* Stated task:
Output every row below verbatim, leaving out the pictures.

★ ★ ★

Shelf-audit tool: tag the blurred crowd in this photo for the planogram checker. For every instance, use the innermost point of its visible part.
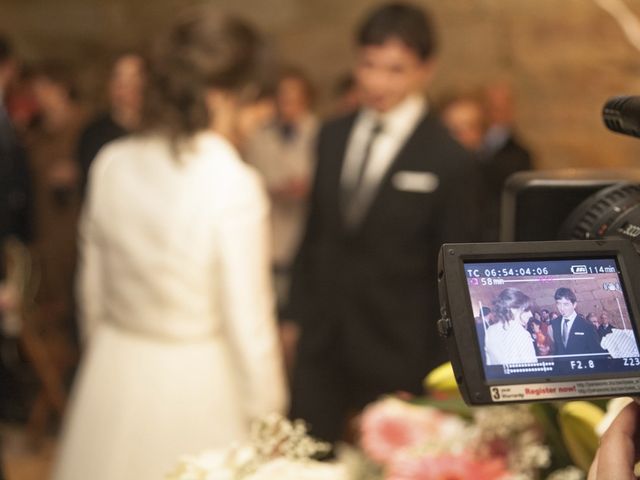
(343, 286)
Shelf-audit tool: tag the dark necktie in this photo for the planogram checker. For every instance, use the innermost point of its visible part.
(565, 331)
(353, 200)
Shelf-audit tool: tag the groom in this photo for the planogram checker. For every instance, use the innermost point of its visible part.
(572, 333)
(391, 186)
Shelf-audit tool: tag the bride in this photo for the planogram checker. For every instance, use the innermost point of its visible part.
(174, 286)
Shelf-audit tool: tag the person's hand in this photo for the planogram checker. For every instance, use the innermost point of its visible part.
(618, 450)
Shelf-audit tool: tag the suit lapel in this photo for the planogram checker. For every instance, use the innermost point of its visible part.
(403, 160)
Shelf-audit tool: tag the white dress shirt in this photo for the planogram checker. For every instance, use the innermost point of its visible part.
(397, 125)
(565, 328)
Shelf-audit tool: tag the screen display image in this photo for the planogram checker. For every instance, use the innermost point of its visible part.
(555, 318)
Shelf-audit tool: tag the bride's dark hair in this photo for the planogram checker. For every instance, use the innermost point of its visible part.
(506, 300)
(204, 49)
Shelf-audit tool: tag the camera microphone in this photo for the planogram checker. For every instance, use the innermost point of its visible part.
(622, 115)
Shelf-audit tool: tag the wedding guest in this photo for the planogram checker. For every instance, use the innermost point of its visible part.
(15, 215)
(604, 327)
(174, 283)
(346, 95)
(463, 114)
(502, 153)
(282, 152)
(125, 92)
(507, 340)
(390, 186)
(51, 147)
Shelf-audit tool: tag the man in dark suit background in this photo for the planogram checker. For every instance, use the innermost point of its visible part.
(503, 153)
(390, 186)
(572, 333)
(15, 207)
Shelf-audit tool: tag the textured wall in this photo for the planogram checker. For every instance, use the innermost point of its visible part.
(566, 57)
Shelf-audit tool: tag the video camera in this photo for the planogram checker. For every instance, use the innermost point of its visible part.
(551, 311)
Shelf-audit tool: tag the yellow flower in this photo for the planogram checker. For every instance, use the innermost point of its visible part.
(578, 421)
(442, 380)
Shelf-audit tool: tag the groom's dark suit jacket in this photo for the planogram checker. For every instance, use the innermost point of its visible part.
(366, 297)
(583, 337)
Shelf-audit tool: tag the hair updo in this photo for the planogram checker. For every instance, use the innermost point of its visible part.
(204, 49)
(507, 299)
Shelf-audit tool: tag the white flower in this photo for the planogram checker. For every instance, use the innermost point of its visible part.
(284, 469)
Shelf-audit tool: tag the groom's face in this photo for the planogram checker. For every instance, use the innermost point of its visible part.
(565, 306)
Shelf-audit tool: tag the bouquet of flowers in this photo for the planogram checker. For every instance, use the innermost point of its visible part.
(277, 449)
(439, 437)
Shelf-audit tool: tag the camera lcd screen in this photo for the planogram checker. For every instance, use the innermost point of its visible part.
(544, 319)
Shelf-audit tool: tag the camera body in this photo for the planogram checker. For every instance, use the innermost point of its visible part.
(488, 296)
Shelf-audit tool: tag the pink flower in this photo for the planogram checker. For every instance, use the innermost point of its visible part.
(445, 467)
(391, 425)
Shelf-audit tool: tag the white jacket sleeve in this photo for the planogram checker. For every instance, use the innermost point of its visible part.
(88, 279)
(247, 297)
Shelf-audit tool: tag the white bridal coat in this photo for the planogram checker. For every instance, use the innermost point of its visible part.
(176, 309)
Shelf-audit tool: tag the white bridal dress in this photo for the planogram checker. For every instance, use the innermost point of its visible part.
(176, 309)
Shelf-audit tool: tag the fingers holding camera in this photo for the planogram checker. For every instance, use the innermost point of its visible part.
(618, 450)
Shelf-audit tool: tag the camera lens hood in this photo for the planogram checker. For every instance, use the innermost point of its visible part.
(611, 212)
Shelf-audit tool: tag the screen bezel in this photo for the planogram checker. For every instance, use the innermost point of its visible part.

★ ★ ★

* Answer to this exercise:
Shelf-audit tool: tag the blurred crowd in this photo for the planogram checker. For every instance, use the innermost point of its visible part.
(343, 286)
Shelf-audit tool: tag the dark necktie in this photo for the planogram checker. For every instance, use the innermost point of its visible part.
(565, 331)
(353, 200)
Shelf-audit tool: tag the groom in this photo for the planogram checker. For every instance, use the innermost point of its visible part.
(572, 333)
(391, 186)
Shelf-audit tool: tag the bride in this photo for the planogram checker. For every instance, use the innermost point of its visible part.
(174, 286)
Shelf-audit tool: tag the person's hand in this photo for the planogram checker. For every instance, use the innermost point of its visible part.
(618, 450)
Shelf-audit tool: tag the suit lapel in this photo for the planogram checker. For every instance, use the innermost point of its visible part.
(403, 160)
Shelf-audit tool: tag the white dress shirt in this photo for the planogram checker. For every instance, use the innermost point of its visible part.
(397, 125)
(565, 328)
Shelf-audit tool: tag the screen display image in this photo for the planogram checker. For every instance, use the innermost point of its visible part.
(555, 318)
Shelf-audit tool: tag the bride's dark hair in this photo for the planogram checker. For every instance, use the innermost point of its visible part.
(506, 300)
(204, 49)
Shelf-audit tool: tag the camera microphone in this photo for the planogram checker. For every instance, use the innermost point of its visible part.
(622, 115)
Shelf-audit tool: tag the wedding guest in this photo for the planogram checker. For every instance, use the innermost point of its visible part.
(15, 215)
(604, 327)
(174, 283)
(346, 95)
(463, 114)
(502, 153)
(282, 152)
(125, 92)
(507, 340)
(390, 186)
(51, 147)
Shelf-audit tool: tag the man in dark suit background in this photo for the planogram checker. For every instance, use the innermost point of its visible part.
(503, 153)
(390, 186)
(572, 333)
(15, 207)
Shelf-audit tool: tag the textured wall in this photo for the planogram checker. For every instance, use the innermost point of its visible part.
(566, 57)
Shelf-audit tool: tag the video camera in this photo for the planogram checker. For every instance, use the innermost point of its visible part.
(551, 311)
Shelf-audit tool: tag the yellow flower in this photo for the planogram checker. For every instance, use the innermost point of its visible part.
(578, 421)
(442, 380)
Shelf-audit tool: tag the groom's dark suit jacket in this photo for the planogram checker. For every instance, use the innermost point of its visible part.
(366, 297)
(583, 337)
Shelf-audit tool: tag the hair updo in this photo for the planogram checker. For every instance, use the innermost point of its visible part.
(204, 49)
(507, 299)
Shelf-audit tool: tag the white flower in this photo for the planogram checker. For every instance, use the innermost point of its visible part.
(284, 469)
Shelf-audit tool: tag the groom's face in this photo for the planogram checker. For every instance, use the innermost point of its visible part.
(565, 306)
Shelf-audit tool: tag the bouquet of flowers in this photo for the planogram checker. For every instance, use the innermost point of its visible part.
(277, 449)
(439, 437)
Shelf-audit tool: tag the camera lcd screen in this photo for the planogram checker. For every instance, use the innermost point of its visible part.
(544, 319)
Shelf-audit tool: tag the camera body in this photo for the planogram checker. For every instance, use the innermost point of its visible part.
(488, 296)
Shelf-audit tool: tag the pink flower in this photo for the planogram checker. For every instance, use the innermost point of its visible part.
(445, 467)
(391, 425)
Shelf-audit tool: tag the white jacket sleeve in this photo for the planogram checker. For every instance, use the innermost point of its visible part.
(88, 279)
(247, 297)
Shelf-audit tool: tag the white bridal coat in this photo for the planogram checker. For every instance, use the innermost point of its visible part.
(176, 309)
Shelf-audit tool: tag the white bridal dress in this photo for the planogram checker. For every instance, use the innermost point of its visible part.
(176, 309)
Shelf-audit tool: tag the fingers holding camera in this photo for the planogram checker. For every instance, use the innermost point of its visible part.
(618, 450)
Shelf-audit tool: tag the camera lens hood in this photo for the planogram checker. For every instance, use the innermost point of its visible part.
(611, 212)
Shelf-audit tool: tag the screen bezel in this photo for the planogram checker. For every instance, use the innermost point of its visible part.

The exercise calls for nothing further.